* _Instructions to follow_
Render the material below as a Markdown table with the columns "Row" and "Line", starting at the line that contains "written like <point>411,350</point>." and ending at the line that contains "<point>302,549</point>". Leave out blank lines.

##### Data entries #####

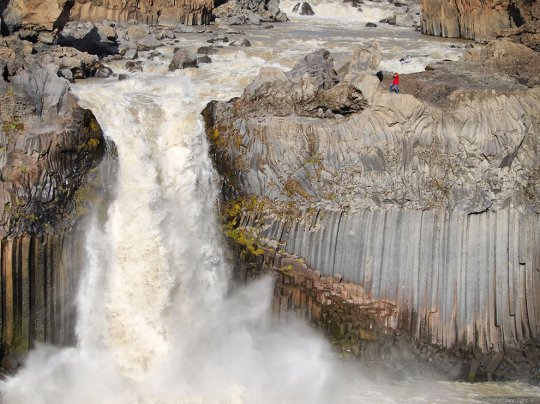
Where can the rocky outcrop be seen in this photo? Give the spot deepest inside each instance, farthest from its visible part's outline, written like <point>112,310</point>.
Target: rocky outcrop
<point>235,12</point>
<point>429,204</point>
<point>50,149</point>
<point>477,19</point>
<point>48,15</point>
<point>303,9</point>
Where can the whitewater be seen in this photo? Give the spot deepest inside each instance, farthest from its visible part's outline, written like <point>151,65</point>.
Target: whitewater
<point>158,321</point>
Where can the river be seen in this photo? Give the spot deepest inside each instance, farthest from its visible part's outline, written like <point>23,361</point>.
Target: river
<point>157,322</point>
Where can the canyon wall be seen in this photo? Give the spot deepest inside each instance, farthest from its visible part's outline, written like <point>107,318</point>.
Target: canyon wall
<point>431,205</point>
<point>50,15</point>
<point>475,19</point>
<point>50,148</point>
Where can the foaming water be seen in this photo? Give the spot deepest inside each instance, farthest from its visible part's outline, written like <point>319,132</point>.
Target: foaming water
<point>339,10</point>
<point>156,320</point>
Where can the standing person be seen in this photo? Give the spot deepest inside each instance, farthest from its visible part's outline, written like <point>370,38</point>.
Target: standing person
<point>395,84</point>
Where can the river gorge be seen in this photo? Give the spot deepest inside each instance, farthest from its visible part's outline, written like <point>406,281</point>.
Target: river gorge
<point>275,226</point>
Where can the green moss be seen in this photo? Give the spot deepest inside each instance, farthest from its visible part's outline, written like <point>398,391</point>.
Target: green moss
<point>93,143</point>
<point>240,235</point>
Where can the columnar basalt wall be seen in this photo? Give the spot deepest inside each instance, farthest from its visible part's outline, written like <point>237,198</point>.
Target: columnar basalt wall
<point>430,203</point>
<point>39,278</point>
<point>50,15</point>
<point>474,19</point>
<point>457,279</point>
<point>51,148</point>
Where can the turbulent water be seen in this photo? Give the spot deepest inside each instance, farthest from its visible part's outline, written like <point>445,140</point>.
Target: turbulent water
<point>156,320</point>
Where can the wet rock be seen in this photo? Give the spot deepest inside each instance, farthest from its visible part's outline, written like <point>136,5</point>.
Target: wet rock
<point>184,29</point>
<point>204,59</point>
<point>363,59</point>
<point>473,369</point>
<point>495,362</point>
<point>67,74</point>
<point>106,33</point>
<point>149,42</point>
<point>131,54</point>
<point>249,12</point>
<point>207,50</point>
<point>103,72</point>
<point>183,58</point>
<point>244,42</point>
<point>28,35</point>
<point>47,38</point>
<point>134,66</point>
<point>135,33</point>
<point>303,8</point>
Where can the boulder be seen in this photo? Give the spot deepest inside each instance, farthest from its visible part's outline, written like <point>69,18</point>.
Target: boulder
<point>86,37</point>
<point>136,33</point>
<point>106,33</point>
<point>131,54</point>
<point>450,164</point>
<point>103,72</point>
<point>249,12</point>
<point>184,29</point>
<point>207,50</point>
<point>204,59</point>
<point>363,59</point>
<point>149,42</point>
<point>244,42</point>
<point>306,9</point>
<point>66,74</point>
<point>182,59</point>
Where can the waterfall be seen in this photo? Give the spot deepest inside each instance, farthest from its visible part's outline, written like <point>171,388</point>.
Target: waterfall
<point>156,322</point>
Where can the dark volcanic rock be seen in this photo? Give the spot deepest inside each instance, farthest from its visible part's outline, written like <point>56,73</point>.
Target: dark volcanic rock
<point>103,72</point>
<point>207,50</point>
<point>303,9</point>
<point>451,164</point>
<point>304,90</point>
<point>39,158</point>
<point>182,59</point>
<point>249,12</point>
<point>86,37</point>
<point>244,42</point>
<point>204,59</point>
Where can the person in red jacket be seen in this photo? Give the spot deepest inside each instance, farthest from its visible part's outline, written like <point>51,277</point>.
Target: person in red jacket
<point>395,84</point>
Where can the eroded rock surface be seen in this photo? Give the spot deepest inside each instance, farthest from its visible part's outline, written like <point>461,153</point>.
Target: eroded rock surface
<point>482,19</point>
<point>236,12</point>
<point>50,147</point>
<point>428,199</point>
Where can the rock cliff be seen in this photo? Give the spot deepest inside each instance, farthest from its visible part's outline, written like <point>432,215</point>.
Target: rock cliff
<point>428,200</point>
<point>52,15</point>
<point>475,19</point>
<point>49,150</point>
<point>49,15</point>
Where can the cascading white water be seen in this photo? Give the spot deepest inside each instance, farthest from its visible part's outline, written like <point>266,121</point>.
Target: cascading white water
<point>156,323</point>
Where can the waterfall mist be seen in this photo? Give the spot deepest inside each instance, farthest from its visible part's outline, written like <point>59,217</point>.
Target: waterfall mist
<point>156,323</point>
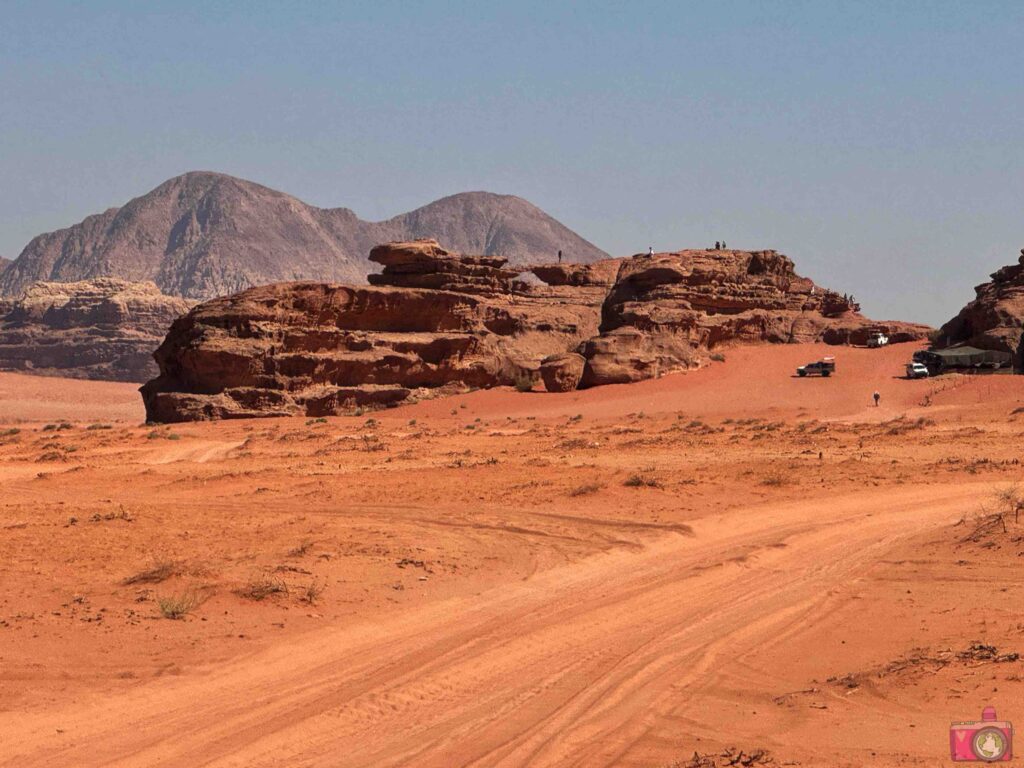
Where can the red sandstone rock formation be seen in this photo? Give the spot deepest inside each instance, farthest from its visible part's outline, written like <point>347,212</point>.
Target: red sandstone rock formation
<point>100,329</point>
<point>994,320</point>
<point>666,312</point>
<point>315,348</point>
<point>435,321</point>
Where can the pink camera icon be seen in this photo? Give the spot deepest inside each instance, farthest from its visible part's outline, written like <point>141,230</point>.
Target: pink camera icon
<point>985,740</point>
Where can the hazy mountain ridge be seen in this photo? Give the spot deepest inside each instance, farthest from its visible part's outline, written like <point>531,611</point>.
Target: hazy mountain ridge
<point>204,235</point>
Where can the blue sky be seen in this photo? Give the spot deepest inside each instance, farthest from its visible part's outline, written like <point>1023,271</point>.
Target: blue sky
<point>879,144</point>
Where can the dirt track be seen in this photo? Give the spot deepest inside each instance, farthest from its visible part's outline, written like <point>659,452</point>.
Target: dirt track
<point>620,627</point>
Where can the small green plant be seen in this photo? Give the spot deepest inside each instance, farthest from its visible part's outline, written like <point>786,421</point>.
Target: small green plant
<point>178,606</point>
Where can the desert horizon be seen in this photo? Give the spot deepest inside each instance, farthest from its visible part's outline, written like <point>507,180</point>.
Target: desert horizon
<point>518,385</point>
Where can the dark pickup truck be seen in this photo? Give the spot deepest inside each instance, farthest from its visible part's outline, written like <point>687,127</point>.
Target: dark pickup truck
<point>825,367</point>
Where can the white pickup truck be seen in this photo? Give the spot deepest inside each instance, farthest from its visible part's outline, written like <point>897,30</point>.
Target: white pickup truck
<point>916,371</point>
<point>877,339</point>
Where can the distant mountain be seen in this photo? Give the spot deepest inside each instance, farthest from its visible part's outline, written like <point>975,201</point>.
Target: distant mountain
<point>204,235</point>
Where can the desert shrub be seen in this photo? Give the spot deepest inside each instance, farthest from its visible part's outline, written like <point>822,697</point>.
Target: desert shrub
<point>311,592</point>
<point>262,586</point>
<point>178,606</point>
<point>301,549</point>
<point>585,489</point>
<point>160,571</point>
<point>639,481</point>
<point>1011,500</point>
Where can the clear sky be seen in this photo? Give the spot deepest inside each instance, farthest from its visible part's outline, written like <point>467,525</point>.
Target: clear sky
<point>881,144</point>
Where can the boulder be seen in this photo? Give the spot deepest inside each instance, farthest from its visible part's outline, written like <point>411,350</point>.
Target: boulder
<point>994,320</point>
<point>316,348</point>
<point>664,312</point>
<point>561,373</point>
<point>437,322</point>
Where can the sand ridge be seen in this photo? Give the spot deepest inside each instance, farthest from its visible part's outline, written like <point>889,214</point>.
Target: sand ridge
<point>619,577</point>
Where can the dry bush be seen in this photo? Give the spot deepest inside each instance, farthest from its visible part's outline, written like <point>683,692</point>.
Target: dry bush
<point>311,592</point>
<point>177,606</point>
<point>639,481</point>
<point>585,489</point>
<point>775,479</point>
<point>262,586</point>
<point>161,571</point>
<point>302,549</point>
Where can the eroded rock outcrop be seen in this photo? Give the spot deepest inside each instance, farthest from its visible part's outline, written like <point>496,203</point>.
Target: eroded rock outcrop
<point>666,312</point>
<point>994,320</point>
<point>436,321</point>
<point>99,329</point>
<point>320,348</point>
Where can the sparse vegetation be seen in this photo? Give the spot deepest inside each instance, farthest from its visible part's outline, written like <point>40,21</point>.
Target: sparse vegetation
<point>640,481</point>
<point>160,571</point>
<point>301,549</point>
<point>262,586</point>
<point>310,593</point>
<point>178,606</point>
<point>586,488</point>
<point>775,479</point>
<point>1010,499</point>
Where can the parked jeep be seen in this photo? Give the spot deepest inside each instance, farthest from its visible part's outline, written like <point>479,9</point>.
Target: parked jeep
<point>824,367</point>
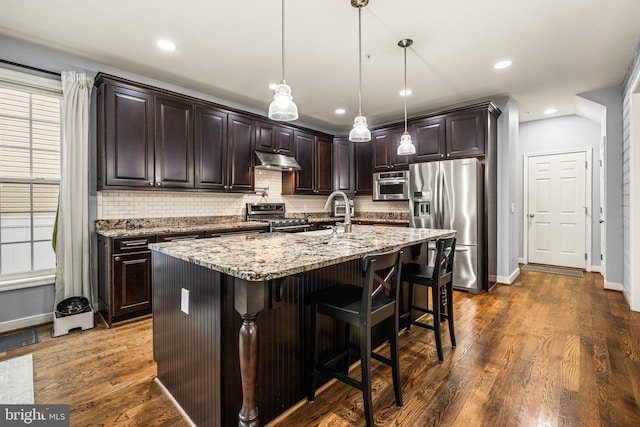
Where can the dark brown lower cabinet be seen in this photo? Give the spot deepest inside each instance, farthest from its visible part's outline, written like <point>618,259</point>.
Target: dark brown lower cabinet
<point>124,278</point>
<point>124,270</point>
<point>131,283</point>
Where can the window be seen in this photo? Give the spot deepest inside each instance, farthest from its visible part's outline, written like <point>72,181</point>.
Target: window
<point>29,177</point>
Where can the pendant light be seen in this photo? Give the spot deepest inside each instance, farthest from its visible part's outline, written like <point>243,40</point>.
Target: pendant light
<point>360,131</point>
<point>283,108</point>
<point>406,147</point>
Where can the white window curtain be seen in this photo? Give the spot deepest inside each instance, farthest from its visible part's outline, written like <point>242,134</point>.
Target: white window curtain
<point>72,236</point>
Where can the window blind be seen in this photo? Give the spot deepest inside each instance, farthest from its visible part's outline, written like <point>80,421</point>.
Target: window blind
<point>30,138</point>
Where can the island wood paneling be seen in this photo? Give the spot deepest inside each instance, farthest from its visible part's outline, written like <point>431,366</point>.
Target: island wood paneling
<point>197,353</point>
<point>187,347</point>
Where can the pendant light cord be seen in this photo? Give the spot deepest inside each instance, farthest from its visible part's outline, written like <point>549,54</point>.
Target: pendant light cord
<point>360,60</point>
<point>283,81</point>
<point>405,88</point>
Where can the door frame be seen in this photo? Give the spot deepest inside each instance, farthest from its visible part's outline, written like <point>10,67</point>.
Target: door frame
<point>588,151</point>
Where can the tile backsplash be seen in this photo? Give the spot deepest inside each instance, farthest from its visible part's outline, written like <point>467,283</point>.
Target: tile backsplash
<point>125,204</point>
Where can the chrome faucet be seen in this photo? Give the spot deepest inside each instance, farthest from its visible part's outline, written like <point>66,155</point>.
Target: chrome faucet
<point>347,215</point>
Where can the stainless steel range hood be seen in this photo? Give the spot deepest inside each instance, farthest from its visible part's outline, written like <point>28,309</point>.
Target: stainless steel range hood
<point>275,161</point>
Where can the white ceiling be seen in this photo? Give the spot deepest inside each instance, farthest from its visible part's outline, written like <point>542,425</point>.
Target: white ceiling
<point>231,49</point>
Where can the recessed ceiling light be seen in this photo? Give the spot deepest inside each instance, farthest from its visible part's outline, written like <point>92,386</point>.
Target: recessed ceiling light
<point>166,45</point>
<point>502,64</point>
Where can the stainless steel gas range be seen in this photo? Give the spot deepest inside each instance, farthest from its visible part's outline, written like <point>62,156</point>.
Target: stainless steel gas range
<point>274,214</point>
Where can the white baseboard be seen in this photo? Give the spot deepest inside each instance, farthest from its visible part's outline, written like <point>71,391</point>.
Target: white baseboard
<point>508,280</point>
<point>26,322</point>
<point>614,287</point>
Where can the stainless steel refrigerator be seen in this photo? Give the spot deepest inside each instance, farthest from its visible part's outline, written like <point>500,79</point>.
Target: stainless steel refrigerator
<point>449,195</point>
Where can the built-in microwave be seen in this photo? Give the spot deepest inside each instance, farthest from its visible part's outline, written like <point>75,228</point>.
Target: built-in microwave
<point>391,185</point>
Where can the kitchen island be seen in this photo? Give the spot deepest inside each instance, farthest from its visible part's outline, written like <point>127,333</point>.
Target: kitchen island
<point>207,290</point>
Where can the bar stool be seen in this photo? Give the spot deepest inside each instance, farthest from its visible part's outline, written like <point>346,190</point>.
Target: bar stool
<point>439,280</point>
<point>363,307</point>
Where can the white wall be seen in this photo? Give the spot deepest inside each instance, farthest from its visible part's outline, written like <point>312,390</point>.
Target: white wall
<point>611,98</point>
<point>630,165</point>
<point>557,134</point>
<point>507,240</point>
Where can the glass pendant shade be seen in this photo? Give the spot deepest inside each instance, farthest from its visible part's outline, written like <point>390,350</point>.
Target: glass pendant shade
<point>360,131</point>
<point>282,108</point>
<point>406,147</point>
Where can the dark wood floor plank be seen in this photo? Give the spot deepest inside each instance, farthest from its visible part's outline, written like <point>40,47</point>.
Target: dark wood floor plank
<point>547,350</point>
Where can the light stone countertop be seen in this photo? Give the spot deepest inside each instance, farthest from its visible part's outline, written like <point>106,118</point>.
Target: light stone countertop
<point>269,256</point>
<point>162,229</point>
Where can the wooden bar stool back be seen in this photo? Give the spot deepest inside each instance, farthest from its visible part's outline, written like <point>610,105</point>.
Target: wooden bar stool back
<point>439,279</point>
<point>362,306</point>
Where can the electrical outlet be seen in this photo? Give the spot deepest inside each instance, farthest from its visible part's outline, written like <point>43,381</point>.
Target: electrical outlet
<point>184,301</point>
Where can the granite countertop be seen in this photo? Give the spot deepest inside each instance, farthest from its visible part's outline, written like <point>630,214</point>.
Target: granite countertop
<point>171,228</point>
<point>398,221</point>
<point>142,227</point>
<point>269,256</point>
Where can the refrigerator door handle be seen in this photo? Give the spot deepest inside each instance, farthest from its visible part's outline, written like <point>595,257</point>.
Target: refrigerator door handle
<point>441,187</point>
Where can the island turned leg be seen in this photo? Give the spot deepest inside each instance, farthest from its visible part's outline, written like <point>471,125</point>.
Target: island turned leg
<point>249,301</point>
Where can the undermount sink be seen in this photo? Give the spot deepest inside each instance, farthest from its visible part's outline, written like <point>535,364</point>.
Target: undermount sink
<point>322,232</point>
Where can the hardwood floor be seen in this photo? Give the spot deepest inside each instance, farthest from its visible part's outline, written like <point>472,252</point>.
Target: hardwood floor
<point>548,350</point>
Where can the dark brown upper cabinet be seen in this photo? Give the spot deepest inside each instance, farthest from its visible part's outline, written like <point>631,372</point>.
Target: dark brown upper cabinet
<point>385,146</point>
<point>125,137</point>
<point>174,144</point>
<point>144,139</point>
<point>241,140</point>
<point>352,166</point>
<point>210,149</point>
<point>364,167</point>
<point>343,165</point>
<point>466,133</point>
<point>428,136</point>
<point>274,138</point>
<point>314,154</point>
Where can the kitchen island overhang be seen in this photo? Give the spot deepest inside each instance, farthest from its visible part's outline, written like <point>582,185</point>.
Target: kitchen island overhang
<point>229,281</point>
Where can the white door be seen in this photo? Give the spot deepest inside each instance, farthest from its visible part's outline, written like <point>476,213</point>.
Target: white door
<point>603,205</point>
<point>557,209</point>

#####

* _Answer for this exercise_
| Row | Line |
|---|---|
| 1 | Where can the boulder be seen in this photo? Give the spot deepest inside each instance, farthest from its visible part's outline, written like <point>411,350</point>. |
| 2 | Target: boulder |
| 3 | <point>994,320</point> |
| 4 | <point>316,348</point> |
| 5 | <point>664,312</point> |
| 6 | <point>561,373</point> |
| 7 | <point>437,322</point> |
| 8 | Where can the sand ridge be seen in this photo? Give the spot deepest inside each instance, farthest from its visible part's outline, written like <point>889,214</point>. |
| 9 | Target: sand ridge |
| 10 | <point>619,577</point> |
| 11 | Where can the dry bush be seen in this photo? Give the spot deepest inside each instance, farthest from its visible part's outline, written like <point>683,692</point>. |
| 12 | Target: dry bush |
| 13 | <point>311,592</point> |
| 14 | <point>177,606</point> |
| 15 | <point>639,481</point> |
| 16 | <point>585,489</point> |
| 17 | <point>775,479</point> |
| 18 | <point>262,586</point> |
| 19 | <point>161,571</point> |
| 20 | <point>302,549</point> |